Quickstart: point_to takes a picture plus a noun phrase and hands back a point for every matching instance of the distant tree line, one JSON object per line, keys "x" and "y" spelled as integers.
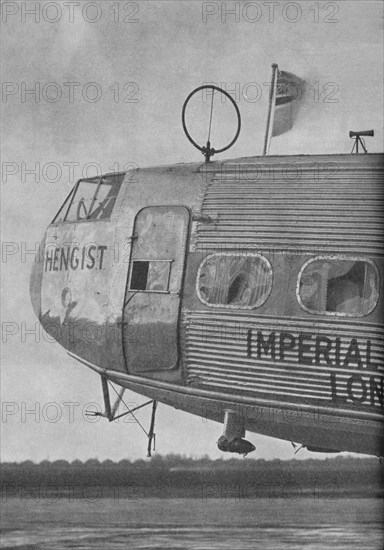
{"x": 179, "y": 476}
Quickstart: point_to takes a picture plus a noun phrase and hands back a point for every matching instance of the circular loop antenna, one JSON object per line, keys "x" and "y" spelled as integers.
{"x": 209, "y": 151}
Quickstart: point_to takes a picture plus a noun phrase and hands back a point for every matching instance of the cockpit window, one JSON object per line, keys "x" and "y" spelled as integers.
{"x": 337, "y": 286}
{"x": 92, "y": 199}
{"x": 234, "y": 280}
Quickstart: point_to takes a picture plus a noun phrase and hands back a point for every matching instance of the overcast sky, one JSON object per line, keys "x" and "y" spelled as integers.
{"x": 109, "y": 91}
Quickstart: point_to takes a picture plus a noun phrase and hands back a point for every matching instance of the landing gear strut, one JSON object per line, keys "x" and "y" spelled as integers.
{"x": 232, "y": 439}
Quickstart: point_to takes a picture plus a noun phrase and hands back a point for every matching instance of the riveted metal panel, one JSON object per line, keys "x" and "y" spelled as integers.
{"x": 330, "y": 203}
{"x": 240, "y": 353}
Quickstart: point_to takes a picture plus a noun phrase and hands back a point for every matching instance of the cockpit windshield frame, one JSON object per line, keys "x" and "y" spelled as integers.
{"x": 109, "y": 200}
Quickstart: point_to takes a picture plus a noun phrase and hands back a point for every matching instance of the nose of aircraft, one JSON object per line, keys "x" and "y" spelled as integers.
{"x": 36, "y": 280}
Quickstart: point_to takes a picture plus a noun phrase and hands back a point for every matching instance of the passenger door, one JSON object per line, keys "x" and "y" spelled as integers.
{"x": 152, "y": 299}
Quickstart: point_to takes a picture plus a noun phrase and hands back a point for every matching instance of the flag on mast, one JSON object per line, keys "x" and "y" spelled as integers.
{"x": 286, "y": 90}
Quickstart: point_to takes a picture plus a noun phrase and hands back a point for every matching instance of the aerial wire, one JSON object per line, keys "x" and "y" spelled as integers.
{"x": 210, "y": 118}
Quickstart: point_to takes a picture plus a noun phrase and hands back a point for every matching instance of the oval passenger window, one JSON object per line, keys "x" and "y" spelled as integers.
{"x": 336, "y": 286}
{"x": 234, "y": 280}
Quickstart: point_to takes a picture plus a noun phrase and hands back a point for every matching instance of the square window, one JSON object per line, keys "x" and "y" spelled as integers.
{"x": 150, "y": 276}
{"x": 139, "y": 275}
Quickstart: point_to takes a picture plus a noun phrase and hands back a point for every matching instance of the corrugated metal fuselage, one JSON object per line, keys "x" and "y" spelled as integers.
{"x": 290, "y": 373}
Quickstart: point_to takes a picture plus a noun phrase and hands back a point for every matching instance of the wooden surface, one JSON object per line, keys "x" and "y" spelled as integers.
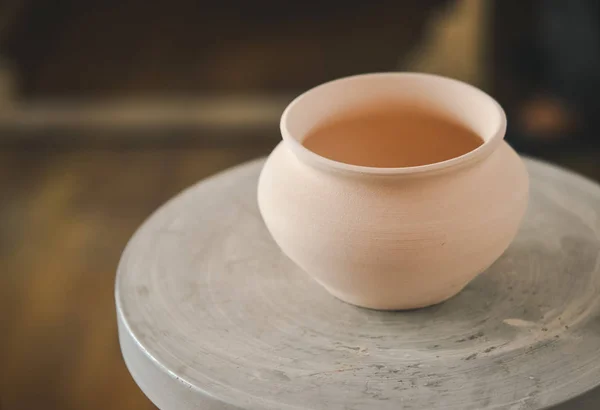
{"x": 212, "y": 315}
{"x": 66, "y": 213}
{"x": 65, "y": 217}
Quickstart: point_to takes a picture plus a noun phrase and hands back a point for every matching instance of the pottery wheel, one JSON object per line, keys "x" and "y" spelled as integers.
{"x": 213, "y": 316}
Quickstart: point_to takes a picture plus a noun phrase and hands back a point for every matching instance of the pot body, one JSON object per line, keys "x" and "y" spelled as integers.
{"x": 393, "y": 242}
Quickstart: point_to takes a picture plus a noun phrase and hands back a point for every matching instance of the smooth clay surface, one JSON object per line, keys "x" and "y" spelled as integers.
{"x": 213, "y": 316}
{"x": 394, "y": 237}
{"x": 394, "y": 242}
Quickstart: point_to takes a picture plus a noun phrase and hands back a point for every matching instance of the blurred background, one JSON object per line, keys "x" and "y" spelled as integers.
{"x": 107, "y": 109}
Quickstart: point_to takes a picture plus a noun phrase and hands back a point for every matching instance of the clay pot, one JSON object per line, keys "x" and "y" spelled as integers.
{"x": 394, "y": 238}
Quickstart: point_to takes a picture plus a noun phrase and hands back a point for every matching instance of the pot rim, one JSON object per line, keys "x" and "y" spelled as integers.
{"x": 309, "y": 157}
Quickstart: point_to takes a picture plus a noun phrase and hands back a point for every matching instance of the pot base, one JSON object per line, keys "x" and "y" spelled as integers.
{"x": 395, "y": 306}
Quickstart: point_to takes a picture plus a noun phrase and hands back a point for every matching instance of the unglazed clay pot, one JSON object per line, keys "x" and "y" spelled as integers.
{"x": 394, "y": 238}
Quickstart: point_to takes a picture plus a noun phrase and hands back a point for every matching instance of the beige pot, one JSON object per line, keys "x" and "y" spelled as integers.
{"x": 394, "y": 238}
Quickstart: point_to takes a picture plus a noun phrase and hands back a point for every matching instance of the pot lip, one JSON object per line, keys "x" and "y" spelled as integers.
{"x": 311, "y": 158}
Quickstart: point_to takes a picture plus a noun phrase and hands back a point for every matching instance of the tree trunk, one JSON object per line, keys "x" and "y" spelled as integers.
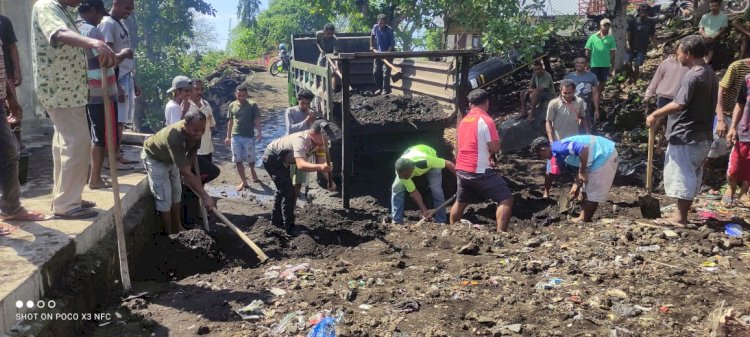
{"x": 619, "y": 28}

_____

SHORT PROBLEM:
Restate verbatim the lines running from the line with "of the unglazed" through the end of the material; both ends count, and images are omitted.

WRITTEN RESPONSE:
Quickstart: point_to takes a picture plus a noun phrase and hands back a point for every matching instance of the unglazed clay pot, one JSON object per line, keys "x" and "y" spelled as integers.
{"x": 394, "y": 238}
Quickstart: point_to takes a picture plus a noun phrase and hands back a point for every matching instance of the beige pot, one JSON object per line, keys "x" and "y" spelled as integers.
{"x": 394, "y": 238}
Quickstart: point_to takes a picture plus a noun phrase and hands back a point for every matching instance of the pot lip, one JSON object per line, keys "x" and "y" spelled as integers.
{"x": 311, "y": 158}
Quickstart: point_to takes a picture plus a noun phrase and hands back a point for every matching instance of the tree trunk, one JSON object per line, keys "x" and "y" spelled as integers.
{"x": 619, "y": 28}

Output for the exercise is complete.